[start of Dataset entries]

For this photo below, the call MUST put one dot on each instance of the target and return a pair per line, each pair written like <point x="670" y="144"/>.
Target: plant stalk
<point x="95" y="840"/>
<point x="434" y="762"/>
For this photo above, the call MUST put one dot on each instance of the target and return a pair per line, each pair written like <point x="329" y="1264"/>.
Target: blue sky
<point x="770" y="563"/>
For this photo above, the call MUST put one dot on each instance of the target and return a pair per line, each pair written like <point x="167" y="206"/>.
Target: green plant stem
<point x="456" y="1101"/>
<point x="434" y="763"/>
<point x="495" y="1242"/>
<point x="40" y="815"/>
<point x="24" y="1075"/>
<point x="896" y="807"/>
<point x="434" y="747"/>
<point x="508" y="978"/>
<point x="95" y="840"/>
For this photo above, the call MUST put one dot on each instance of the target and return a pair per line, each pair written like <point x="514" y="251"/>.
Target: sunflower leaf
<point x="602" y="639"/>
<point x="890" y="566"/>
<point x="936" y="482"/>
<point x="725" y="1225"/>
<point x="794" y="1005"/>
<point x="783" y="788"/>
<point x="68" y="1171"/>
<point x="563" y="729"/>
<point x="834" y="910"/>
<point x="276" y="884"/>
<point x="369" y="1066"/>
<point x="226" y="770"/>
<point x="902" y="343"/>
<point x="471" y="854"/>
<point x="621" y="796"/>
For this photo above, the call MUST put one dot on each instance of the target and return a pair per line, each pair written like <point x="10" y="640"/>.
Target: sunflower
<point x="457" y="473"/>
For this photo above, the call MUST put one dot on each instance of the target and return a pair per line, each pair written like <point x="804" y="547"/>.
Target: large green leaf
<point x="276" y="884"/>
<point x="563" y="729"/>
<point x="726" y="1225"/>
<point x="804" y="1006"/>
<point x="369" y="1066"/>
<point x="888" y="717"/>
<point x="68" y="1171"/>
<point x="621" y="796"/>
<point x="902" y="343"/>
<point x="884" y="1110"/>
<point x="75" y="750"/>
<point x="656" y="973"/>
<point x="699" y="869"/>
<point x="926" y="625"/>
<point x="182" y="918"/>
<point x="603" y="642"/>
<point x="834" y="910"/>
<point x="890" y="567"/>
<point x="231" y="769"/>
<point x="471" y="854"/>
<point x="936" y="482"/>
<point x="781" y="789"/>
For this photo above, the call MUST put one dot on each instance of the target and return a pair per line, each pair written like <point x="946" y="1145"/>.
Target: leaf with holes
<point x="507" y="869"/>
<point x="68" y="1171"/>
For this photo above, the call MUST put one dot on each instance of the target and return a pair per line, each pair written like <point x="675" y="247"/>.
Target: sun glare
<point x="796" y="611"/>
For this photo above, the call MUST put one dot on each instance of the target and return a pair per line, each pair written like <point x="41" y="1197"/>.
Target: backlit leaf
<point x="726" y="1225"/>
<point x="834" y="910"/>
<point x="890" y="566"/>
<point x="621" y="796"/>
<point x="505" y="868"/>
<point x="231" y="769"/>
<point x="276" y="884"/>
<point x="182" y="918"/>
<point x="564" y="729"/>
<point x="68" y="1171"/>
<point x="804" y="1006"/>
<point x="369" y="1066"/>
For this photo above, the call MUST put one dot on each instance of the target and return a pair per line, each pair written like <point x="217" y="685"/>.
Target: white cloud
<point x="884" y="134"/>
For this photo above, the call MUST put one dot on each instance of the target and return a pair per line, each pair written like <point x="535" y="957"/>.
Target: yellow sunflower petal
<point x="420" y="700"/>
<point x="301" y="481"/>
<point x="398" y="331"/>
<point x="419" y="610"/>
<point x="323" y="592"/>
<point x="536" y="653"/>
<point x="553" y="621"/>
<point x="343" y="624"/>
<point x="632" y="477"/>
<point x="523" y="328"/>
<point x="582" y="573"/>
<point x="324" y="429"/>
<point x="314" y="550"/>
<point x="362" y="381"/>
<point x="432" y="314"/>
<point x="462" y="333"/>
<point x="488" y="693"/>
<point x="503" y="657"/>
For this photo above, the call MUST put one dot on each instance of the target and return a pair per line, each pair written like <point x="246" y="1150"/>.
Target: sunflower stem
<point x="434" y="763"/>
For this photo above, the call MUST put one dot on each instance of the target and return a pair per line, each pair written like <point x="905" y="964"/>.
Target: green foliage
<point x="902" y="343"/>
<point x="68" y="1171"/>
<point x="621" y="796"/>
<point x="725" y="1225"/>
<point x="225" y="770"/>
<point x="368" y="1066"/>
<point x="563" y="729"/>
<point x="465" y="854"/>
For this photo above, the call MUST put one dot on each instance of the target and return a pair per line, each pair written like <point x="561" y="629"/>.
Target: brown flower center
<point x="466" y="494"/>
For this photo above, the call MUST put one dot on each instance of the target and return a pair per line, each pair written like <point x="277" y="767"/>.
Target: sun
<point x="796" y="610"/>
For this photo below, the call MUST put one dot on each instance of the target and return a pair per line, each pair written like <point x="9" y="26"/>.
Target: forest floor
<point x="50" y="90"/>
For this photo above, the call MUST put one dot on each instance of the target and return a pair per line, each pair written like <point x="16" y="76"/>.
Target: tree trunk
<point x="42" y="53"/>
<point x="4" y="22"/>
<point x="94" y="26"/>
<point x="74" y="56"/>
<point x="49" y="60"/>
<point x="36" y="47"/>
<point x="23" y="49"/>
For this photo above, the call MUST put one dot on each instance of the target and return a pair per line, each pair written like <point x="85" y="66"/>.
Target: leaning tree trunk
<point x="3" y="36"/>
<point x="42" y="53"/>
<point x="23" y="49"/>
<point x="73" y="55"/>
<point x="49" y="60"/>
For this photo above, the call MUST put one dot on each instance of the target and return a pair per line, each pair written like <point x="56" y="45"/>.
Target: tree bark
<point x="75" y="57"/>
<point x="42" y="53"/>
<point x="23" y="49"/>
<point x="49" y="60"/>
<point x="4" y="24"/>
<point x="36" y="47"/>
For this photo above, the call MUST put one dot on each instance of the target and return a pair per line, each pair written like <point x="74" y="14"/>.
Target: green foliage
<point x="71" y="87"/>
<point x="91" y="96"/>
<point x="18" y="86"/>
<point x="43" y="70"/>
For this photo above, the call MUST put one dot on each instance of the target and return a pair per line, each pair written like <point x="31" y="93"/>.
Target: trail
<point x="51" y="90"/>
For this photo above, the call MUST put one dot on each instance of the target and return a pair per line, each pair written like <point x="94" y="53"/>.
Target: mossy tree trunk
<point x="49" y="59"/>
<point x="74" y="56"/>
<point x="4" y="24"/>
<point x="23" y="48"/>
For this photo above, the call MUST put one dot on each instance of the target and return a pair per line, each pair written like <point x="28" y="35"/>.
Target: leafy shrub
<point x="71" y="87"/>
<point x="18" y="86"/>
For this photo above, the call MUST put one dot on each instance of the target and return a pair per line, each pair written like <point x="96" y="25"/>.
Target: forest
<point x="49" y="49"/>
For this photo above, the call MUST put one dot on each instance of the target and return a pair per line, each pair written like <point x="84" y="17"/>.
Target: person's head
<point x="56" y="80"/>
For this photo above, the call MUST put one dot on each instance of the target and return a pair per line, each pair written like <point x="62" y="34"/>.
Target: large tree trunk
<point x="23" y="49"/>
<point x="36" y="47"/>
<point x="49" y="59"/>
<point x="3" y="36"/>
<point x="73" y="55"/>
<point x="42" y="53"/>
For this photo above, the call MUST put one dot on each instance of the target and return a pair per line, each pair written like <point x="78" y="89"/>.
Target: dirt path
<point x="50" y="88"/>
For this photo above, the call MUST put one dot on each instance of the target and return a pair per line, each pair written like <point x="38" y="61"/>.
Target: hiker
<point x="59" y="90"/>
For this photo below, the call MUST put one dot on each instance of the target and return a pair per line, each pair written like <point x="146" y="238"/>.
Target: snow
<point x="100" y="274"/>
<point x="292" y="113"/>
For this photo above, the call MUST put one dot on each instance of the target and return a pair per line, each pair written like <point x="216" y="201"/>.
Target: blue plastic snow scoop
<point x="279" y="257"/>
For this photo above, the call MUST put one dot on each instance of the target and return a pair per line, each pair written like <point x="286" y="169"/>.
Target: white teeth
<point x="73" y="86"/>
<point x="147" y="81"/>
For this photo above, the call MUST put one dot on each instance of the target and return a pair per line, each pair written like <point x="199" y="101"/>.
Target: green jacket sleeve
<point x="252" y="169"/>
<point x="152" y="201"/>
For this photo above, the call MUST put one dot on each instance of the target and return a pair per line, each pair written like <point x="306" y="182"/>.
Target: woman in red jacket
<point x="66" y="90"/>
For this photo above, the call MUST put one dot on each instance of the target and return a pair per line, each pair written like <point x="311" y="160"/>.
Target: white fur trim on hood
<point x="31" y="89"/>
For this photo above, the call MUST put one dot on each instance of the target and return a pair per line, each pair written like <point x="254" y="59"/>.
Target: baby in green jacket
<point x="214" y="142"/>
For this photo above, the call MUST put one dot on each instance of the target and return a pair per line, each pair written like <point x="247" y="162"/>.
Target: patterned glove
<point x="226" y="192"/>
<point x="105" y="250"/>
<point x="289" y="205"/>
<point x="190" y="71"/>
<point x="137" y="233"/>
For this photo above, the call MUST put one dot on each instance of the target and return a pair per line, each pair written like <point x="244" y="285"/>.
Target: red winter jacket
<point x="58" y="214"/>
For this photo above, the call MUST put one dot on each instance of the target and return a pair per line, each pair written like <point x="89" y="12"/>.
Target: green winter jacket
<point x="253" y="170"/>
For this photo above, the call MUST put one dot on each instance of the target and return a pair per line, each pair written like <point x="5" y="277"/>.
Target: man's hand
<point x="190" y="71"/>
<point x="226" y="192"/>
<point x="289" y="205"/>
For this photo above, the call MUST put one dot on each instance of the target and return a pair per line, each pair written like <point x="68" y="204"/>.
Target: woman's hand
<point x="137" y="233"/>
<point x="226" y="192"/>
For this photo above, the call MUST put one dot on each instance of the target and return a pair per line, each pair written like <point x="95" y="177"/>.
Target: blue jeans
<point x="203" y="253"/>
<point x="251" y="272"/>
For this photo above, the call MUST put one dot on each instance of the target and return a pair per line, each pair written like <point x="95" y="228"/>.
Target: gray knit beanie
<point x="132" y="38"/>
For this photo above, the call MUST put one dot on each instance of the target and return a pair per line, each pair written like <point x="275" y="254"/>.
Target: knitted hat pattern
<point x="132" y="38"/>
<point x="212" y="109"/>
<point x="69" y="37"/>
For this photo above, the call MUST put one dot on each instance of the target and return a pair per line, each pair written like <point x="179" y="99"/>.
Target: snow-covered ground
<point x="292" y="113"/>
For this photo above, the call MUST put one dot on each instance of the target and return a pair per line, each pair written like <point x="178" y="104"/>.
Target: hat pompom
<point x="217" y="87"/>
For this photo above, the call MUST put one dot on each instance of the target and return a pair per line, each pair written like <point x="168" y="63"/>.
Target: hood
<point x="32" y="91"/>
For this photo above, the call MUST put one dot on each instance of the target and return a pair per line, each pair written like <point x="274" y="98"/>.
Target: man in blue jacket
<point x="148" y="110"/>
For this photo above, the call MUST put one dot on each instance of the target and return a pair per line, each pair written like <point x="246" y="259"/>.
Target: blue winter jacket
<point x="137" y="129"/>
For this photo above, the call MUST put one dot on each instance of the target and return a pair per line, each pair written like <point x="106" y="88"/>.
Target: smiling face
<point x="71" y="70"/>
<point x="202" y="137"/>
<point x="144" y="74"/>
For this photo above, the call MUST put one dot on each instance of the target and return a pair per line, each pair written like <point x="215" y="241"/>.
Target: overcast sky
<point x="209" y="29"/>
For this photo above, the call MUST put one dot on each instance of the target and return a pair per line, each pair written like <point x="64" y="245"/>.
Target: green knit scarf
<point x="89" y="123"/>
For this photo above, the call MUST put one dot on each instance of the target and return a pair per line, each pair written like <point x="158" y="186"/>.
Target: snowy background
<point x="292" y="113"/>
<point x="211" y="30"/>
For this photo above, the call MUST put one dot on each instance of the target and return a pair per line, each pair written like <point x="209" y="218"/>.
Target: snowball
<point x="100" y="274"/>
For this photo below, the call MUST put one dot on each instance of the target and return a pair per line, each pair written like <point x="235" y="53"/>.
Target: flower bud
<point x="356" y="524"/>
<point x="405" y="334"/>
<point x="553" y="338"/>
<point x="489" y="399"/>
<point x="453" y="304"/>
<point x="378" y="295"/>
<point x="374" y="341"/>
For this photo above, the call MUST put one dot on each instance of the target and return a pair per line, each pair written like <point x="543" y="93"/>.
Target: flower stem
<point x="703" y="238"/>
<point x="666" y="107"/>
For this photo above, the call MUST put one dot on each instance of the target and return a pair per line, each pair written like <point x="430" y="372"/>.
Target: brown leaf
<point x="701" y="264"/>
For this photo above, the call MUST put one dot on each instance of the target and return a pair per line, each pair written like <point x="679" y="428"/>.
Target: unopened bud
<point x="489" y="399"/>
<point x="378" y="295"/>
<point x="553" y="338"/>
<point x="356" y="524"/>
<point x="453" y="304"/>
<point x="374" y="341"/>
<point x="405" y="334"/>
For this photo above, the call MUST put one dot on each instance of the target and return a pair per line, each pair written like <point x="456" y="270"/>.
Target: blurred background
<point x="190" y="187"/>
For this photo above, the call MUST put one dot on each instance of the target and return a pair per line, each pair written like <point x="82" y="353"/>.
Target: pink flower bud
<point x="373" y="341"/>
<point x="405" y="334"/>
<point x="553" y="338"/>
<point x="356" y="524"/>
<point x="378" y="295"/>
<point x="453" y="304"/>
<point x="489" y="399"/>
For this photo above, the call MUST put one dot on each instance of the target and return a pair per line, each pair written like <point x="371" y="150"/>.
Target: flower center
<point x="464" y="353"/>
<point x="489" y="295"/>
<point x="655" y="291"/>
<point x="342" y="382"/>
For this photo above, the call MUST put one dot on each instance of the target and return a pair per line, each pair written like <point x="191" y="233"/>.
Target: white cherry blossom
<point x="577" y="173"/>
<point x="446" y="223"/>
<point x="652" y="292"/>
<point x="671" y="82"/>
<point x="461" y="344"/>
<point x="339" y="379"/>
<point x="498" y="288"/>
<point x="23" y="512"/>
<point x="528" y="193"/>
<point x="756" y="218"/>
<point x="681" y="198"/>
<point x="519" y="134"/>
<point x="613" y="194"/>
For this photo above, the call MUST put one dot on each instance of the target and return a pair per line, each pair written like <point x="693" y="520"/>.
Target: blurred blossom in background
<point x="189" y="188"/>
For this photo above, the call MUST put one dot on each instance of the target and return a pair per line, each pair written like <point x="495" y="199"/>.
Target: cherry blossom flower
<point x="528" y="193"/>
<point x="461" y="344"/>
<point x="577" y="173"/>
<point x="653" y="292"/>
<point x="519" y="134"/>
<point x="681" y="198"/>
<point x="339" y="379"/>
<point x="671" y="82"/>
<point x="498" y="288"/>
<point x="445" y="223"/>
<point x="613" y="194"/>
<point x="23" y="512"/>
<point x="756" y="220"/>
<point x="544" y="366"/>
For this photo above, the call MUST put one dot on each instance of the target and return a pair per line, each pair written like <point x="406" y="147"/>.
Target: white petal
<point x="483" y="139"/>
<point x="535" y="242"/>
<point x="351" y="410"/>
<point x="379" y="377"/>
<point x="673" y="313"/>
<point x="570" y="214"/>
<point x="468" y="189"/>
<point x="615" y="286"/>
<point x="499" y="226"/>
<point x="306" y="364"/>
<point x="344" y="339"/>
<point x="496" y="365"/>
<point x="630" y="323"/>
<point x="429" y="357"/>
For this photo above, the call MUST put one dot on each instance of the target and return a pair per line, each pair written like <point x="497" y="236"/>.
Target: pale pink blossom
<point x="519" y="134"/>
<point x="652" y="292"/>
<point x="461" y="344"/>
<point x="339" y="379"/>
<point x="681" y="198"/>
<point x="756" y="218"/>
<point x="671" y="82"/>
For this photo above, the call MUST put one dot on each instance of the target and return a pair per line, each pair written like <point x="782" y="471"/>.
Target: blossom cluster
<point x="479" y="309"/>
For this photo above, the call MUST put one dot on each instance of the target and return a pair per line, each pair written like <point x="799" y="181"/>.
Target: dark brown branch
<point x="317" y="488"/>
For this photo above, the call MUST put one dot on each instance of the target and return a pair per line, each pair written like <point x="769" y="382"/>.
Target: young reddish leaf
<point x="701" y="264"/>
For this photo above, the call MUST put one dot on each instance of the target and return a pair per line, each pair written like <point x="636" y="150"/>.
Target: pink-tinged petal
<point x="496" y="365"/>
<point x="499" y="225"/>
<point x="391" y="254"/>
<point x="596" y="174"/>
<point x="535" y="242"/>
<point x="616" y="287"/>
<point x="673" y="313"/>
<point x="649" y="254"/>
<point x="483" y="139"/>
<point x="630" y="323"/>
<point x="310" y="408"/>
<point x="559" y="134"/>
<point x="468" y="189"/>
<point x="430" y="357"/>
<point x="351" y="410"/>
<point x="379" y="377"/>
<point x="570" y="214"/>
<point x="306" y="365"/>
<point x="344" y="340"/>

[end of Dataset entries]

Requirements =
Report each line of the records above that contains the word "center", matching its case exactly.

Finished exercise =
Target: brown flower center
Target: flower center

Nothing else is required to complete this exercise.